• **Data to process**
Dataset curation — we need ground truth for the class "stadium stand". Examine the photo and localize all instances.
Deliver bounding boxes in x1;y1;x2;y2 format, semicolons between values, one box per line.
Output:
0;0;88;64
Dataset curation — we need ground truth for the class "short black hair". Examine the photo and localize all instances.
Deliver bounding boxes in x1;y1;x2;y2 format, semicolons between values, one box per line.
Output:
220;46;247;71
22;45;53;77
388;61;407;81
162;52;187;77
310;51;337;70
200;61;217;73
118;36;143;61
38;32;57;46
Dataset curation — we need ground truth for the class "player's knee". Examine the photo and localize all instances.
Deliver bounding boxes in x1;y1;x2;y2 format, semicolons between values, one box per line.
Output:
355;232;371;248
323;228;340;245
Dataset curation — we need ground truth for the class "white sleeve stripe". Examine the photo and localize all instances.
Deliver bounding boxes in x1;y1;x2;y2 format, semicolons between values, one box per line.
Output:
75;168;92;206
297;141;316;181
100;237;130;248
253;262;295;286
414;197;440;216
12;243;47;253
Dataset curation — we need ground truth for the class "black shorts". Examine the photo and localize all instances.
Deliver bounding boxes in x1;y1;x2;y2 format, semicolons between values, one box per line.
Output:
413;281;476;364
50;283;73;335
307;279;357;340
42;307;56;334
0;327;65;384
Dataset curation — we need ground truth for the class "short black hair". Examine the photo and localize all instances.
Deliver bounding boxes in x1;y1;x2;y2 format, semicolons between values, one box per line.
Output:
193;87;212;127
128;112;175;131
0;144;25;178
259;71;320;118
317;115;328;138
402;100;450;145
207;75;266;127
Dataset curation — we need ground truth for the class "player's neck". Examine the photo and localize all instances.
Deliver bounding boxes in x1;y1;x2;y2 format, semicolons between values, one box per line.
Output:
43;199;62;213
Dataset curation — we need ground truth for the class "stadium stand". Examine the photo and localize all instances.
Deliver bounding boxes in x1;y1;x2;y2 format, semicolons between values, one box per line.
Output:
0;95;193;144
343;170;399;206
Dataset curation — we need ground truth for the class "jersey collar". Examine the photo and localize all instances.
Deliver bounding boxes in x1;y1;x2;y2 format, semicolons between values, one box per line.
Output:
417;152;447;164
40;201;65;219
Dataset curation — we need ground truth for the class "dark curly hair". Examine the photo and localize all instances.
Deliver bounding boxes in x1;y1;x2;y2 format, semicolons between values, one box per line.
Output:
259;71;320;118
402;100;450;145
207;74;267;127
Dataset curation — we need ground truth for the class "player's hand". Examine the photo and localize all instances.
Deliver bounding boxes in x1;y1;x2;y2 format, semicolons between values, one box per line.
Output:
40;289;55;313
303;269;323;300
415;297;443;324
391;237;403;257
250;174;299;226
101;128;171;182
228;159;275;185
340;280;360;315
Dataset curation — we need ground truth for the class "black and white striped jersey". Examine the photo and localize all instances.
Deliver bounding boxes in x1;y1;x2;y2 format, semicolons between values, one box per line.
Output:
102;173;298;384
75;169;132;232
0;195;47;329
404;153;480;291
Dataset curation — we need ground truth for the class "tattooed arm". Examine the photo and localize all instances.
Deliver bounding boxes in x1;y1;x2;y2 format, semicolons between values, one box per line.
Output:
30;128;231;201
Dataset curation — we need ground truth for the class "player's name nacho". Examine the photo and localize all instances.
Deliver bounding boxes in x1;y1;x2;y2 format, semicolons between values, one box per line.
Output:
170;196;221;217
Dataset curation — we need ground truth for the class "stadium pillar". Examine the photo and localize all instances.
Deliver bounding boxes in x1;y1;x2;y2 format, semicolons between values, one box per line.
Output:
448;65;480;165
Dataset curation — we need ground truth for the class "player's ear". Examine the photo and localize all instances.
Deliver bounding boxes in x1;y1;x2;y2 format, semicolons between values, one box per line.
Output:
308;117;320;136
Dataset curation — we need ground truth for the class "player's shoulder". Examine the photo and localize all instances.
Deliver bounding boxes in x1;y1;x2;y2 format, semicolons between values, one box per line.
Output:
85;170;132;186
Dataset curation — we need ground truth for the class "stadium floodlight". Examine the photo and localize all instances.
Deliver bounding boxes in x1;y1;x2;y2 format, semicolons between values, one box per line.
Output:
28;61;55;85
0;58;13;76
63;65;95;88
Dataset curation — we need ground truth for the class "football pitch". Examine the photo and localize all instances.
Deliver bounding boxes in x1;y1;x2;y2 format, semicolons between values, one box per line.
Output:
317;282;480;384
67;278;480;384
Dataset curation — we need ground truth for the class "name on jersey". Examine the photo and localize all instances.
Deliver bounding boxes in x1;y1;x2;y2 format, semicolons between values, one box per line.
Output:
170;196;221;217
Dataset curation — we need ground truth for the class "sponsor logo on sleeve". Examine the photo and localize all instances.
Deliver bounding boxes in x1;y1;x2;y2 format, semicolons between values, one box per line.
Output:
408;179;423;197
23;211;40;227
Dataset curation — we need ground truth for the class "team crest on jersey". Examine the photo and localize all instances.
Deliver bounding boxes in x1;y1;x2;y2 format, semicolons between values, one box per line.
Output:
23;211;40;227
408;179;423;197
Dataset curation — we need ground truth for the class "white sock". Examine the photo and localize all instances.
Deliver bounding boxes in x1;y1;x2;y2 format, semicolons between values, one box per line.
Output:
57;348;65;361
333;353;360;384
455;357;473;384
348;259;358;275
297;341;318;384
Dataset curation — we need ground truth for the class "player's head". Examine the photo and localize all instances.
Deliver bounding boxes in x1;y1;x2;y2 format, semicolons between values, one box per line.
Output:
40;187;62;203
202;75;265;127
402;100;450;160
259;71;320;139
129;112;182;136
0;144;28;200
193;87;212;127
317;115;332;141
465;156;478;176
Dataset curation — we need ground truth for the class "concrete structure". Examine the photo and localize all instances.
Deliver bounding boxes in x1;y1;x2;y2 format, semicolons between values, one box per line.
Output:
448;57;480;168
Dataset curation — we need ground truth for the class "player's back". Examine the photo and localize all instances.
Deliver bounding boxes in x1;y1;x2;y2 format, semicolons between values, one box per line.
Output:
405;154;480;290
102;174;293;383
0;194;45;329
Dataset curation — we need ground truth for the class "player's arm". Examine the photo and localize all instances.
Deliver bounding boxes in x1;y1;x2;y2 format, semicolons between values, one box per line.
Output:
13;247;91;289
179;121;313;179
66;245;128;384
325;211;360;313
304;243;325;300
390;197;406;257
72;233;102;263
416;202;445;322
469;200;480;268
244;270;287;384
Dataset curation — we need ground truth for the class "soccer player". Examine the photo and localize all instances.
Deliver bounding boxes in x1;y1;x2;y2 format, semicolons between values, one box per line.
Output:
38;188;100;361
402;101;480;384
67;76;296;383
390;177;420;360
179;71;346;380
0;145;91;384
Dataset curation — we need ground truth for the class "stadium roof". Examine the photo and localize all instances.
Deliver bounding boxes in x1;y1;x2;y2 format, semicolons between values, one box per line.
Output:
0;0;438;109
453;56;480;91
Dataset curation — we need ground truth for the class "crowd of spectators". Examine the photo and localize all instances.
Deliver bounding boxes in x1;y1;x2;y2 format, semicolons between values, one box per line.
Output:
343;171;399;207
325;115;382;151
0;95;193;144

• **Task to carry out**
Retype all the material above precisely, with no line left out.

• **Solution to this task**
Dataset curation — we need ground truth for the class "stadium stand". Examine the photo and localize all instances.
Deliver bounding boxes in x1;y1;x2;y2 format, semicolons between values, one box per line.
Output:
0;0;88;64
Dataset curation — we need ground truth for the class "short black hair". Examine the photo and localize all instances.
Deliver bounding boxes in x1;y1;x2;y2 format, semicolons between values, one box per line.
Output:
220;46;247;71
22;45;53;77
388;61;407;81
162;52;187;77
310;51;337;70
200;61;217;73
118;36;143;61
38;32;57;46
Dataset curation — we need ground truth for the class "player's knee". Examine the photo and localize all instances.
Deliver bounding boxes in x1;y1;x2;y2 format, semicolons between values, one box per line.
Output:
355;232;371;248
323;228;340;245
Dataset curation — we need ground truth for the class "white sleeve stripe". Examine the photo and localize all instances.
Deliver bounding boxes in x1;y1;x2;y2 format, semicolons between values, one box per line.
Output:
75;168;92;206
297;141;316;181
100;237;130;248
253;262;295;286
414;197;440;216
12;243;47;253
Dataset curation — we need ground truth for the class "black shorts". Examine the photo and localize all instances.
Deliver bounding boxes in x1;y1;x2;y2 format, semicolons between values, one box per line.
Output:
413;281;476;364
50;283;73;335
307;279;357;340
42;307;56;334
0;327;65;384
Dataset curation — we need ground truth for the class "short black hair". Examine the photo and localize all instances.
Deliver bounding boxes in x1;y1;x2;y2 format, semicolons between values, one box per line.
Output:
193;87;212;127
128;112;175;131
0;144;25;178
259;71;320;118
317;115;328;138
402;100;450;145
207;75;266;127
Dataset curation — we need ground truth for the class "player's neck". Examine the photo and localize all instances.
Deliver bounding boxes in x1;y1;x2;y2 format, semicolons between values, one box per line.
Output:
43;199;62;213
Dataset curation — we need ground truth for the class "stadium stand". Examine the photo and localize all instances.
Deliver bounding boxes in x1;y1;x2;y2 format, semicolons between values, one box per line.
Output:
0;95;193;144
343;170;399;206
Dataset curation — we need ground truth for the class "jersey collar". Examine the photo and localize all instances.
Deliver bounding boxes in x1;y1;x2;y2 format, semicolons between values, one box per line.
Output:
417;152;447;164
40;201;65;219
Dataset curation — we need ground truth for the class "dark curly hair". Examine the photo and localize all instances.
Deliver bounding boxes in x1;y1;x2;y2 format, semicolons between values, one box per line.
Output:
259;71;320;118
402;100;450;145
207;74;267;127
Dataset curation — we need ground truth for the class "player's hand". Examine the photo and localize all instances.
Deliver bounding boxes in x1;y1;x2;y2 format, semicolons between values, one box per line.
Output:
40;289;55;313
303;269;323;300
415;297;443;324
391;237;403;257
250;174;299;226
101;128;171;182
228;159;275;185
340;280;360;315
Dataset curation — we need ground truth for the class "black and white striped jersey". Examine the photo and localize all instances.
Deliver bounding boxes in x1;y1;x2;y2 format, semicolons between values, one box per line.
Output:
102;173;298;384
75;169;132;232
0;195;47;329
404;153;480;291
Dataset curation — we need ground truth for the class "tattooed arm". Examine the photo and localize all instances.
Deliver bounding boxes in x1;y1;x2;y2 format, semicolons between values, one box per line.
Output:
30;128;231;201
Dataset curation — we need ground truth for the class "player's name nacho". Examine the photo and localize all instances.
Deliver bounding boxes in x1;y1;x2;y2 format, semicolons between values, one box per line.
Output:
170;196;221;217
Dataset curation — we need ground truth for the class "stadium pillar". Examine the photo and localize all instances.
Deliver bounding boxes in x1;y1;x2;y2 format, semicolons between values, one box per line.
Output:
448;65;480;165
Dataset curation — we need ground truth for the class "player's ear". Examine the photo and localize all instances.
Deliver bounding boxes in x1;y1;x2;y2 format, semicolons between values, one box per line.
Output:
308;117;320;136
Dataset curation — we need ground truth for the class "player's shoulder". Examine the photo and localize all instances.
Deliver bounding boxes in x1;y1;x2;y2 format, semicolons between values, one box per line.
Output:
85;170;132;186
Dataset curation — we need ground truth for the class "stadium floodlight". Examine the photo and localize all instances.
Deliver bounding boxes in x1;y1;x2;y2 format, semicolons between values, one box per line.
Output:
28;61;55;85
0;58;13;76
63;65;95;88
Dataset curation — we need ground truth for the class "football pitch". Examine the photo and localize all instances.
Deliver bounding boxes in x1;y1;x2;y2 format, semicolons between values, one box per line.
Output:
317;282;480;384
67;278;480;384
Dataset curation — we need ground truth for the class "name on jersey". Examine the photo and localize all instances.
Deliver bounding boxes in x1;y1;x2;y2 format, semicolons between values, one box per line.
Output:
170;196;221;217
Dataset curation — we need ground truth for the class "sponsor logo on sleeve". Examine the photo and localize all instances.
Deliver bounding boxes in x1;y1;x2;y2 format, semicolons between values, one box per line.
Output:
408;179;423;197
23;211;40;227
Dataset curation — we need ground truth for the class "team crest on jersey". Examine the photo and localize all instances.
Deliver bounding boxes in x1;y1;x2;y2 format, semicolons between values, one box per line.
Output:
23;211;40;227
408;179;423;197
Dataset curation — we need ground truth for the class "white sock". Examine the photo and localize all instances.
Deliver bounding boxes in x1;y1;x2;y2 format, semicolons between values, one box per line.
Output:
57;348;65;361
333;353;360;384
455;357;473;384
348;259;358;275
297;341;318;384
Dataset curation — we need ground truth for the class "player's head". Examine the photo and localize all instances.
Deliver bounding boxes in x1;y1;x2;y2 format, semicolons between values, one box per line.
Output:
40;187;62;203
202;75;265;127
402;100;450;160
259;71;320;139
129;112;182;136
0;144;28;200
193;87;212;127
317;115;332;141
465;156;478;176
Dataset curation — we need ground truth for the class "concrete structure". Examine the photo and localize all instances.
Deliver bounding boxes in x1;y1;x2;y2 format, semicolons between values, one box per line.
Output:
448;57;480;168
Dataset curation — we need ground truth for the class "player's back". Examine the photo and localize all instances.
Deliver bounding boxes in x1;y1;x2;y2 format, semicolons between values, one box per line.
Output:
405;154;480;290
102;174;293;383
0;194;45;329
Dataset curation — we need ground truth for the class "player's arm". Examine the photo and localize all instances.
Deliver bounding boxes in x1;y1;x2;y2 format, semicolons between values, one box per line.
Output:
13;247;91;289
179;121;313;179
66;245;128;384
325;211;360;313
304;243;325;300
390;197;406;257
72;233;102;263
416;202;445;322
469;200;480;268
244;270;287;384
Dataset curation — we need ground truth for the class "soccer player". Examine the photo and localize all instances.
Deliver bounding boxes in x1;y1;x2;y2 format, semicolons between values, one box per line.
Output:
38;188;100;361
402;101;480;384
67;76;296;383
390;177;420;360
179;71;346;380
0;145;91;384
Dataset curation — we need ground truth for the class "stadium roof". Examine the photo and localize all instances.
Deliver bounding boxes in x1;y1;x2;y2 format, semicolons between values, one box per line.
Output:
0;0;438;109
453;56;480;91
Dataset curation — we need ground truth for the class "crowd of spectators". Examine the photo and localize all instances.
Deliver bounding boxes in x1;y1;x2;y2 format, semicolons between values, one box per line.
Output:
343;171;399;207
325;115;382;151
0;95;193;144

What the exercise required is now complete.